* Work instructions:
Can you convert every line of the material below into a Markdown table with the columns Row and Line, numbering each row and leaving out blank lines?

* Raw records:
-=-=-=-=-

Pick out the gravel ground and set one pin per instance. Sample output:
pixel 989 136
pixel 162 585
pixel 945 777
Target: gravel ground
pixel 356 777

-=-=-=-=-

* Solution to this problem:
| Row | Line |
|---|---|
| 1 | Pick out the gravel ground and set one pin per instance. Sample output: |
| 2 | pixel 989 136 |
| 3 | pixel 162 585 |
| 4 | pixel 945 777 |
| 5 | Target: gravel ground |
| 6 | pixel 356 777 |